*What to do*. Exclude the pictures and reproduce the remaining data exactly as written.

*Items from a dataset*.
******

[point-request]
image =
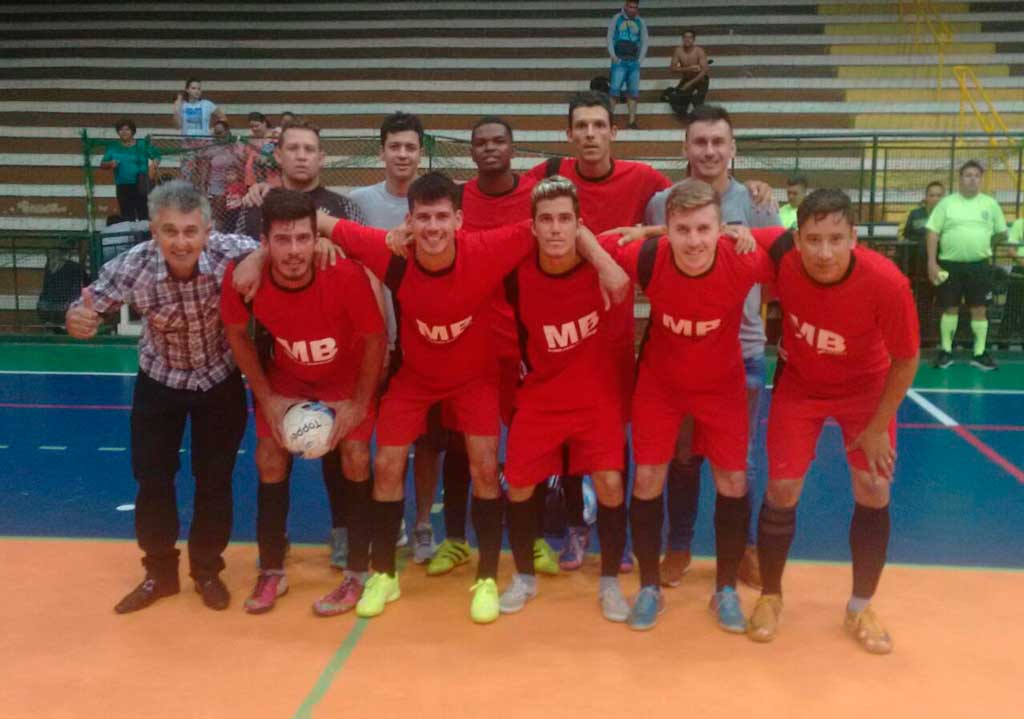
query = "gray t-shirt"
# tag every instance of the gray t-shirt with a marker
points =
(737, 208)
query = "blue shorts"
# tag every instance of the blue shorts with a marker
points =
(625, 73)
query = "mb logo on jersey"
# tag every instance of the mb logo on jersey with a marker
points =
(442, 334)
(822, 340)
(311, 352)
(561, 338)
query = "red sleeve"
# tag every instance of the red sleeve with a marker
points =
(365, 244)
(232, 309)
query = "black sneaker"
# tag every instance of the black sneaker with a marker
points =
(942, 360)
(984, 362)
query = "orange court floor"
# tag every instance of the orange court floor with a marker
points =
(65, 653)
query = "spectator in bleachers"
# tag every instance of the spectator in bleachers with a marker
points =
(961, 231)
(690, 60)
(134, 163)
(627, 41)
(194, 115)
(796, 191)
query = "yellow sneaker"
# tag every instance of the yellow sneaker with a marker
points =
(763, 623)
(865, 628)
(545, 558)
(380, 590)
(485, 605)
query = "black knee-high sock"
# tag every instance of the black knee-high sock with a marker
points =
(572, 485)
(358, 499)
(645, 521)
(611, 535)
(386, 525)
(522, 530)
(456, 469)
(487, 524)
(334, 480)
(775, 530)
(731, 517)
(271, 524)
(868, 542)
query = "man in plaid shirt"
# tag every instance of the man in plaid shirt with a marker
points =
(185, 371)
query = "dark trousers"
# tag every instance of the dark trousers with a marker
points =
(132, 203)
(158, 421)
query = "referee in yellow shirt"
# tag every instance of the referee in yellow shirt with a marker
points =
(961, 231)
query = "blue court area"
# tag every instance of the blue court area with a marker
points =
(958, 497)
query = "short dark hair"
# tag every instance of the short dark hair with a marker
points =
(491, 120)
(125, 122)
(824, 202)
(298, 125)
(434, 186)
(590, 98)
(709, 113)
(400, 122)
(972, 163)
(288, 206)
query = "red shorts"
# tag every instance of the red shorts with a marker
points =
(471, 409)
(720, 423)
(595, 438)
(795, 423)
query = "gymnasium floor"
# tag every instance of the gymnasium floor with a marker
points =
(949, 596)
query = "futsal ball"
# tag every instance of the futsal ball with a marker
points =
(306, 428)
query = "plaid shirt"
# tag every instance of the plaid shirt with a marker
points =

******

*Result of the exercise*.
[point-request]
image =
query = "gray t-shirt"
# tag every instance of the gray t-shirt with a marker
points =
(737, 208)
query = "blue shorts"
# tag every instance of the blue shorts with a marker
points =
(625, 73)
query = "mb logo on jersey"
# tag every instance of the mb logo on jersey with a marker
points =
(442, 334)
(822, 340)
(311, 352)
(561, 338)
query = "red sleeve"
# tag every instance of the red sleeve with a marker
points =
(365, 244)
(232, 309)
query = "black sneaker"
# tag every instance of the black sneaker with a marker
points =
(942, 360)
(984, 362)
query = "orange court floor"
# tag every instance of the orange court floor with a marker
points =
(65, 653)
query = "spectator in bleachers"
# tag every instance of the spectator in bleachers with a marker
points =
(961, 231)
(690, 60)
(134, 163)
(627, 41)
(194, 115)
(796, 191)
query = "yellow sneaker"
# tag every instance of the yellow sneaker with a marker
points =
(763, 623)
(865, 628)
(545, 558)
(380, 590)
(485, 605)
query = "black knee-high sock"
# tag every instance of the black knee-high sock with a marker
points =
(572, 485)
(358, 499)
(645, 521)
(611, 535)
(386, 525)
(522, 530)
(456, 469)
(487, 524)
(334, 480)
(775, 530)
(731, 517)
(271, 524)
(868, 542)
query = "man in plaid shirt"
# tag every instance of the man in plaid shirt with a marker
points =
(185, 371)
query = "dark trousers"
# tag every instance of the dark trousers with a marker
points =
(132, 203)
(158, 421)
query = "referee in yellow shirt"
# tag every instance of the referee in yellow shirt with a marker
points =
(961, 231)
query = "blue court area"
# tag every instance of the blue court area with a marker
points =
(958, 497)
query = "short dark hair"
# tag every instance of the short dark hair with a marker
points =
(491, 120)
(125, 122)
(824, 202)
(298, 125)
(434, 186)
(590, 98)
(709, 113)
(400, 122)
(972, 163)
(288, 206)
query = "red shorts"
# tag every instance of the red shorts with a marker
points =
(471, 409)
(720, 423)
(595, 438)
(795, 423)
query = "gymnasium floor"
# tag every instance of the gymnasium floor with a marker
points =
(949, 596)
query = "futsal ball"
# tag every instance of the futsal ball with a marker
points =
(306, 428)
query = "plaid shirt"
# tag every instance of the plaid shirt with a marker
points =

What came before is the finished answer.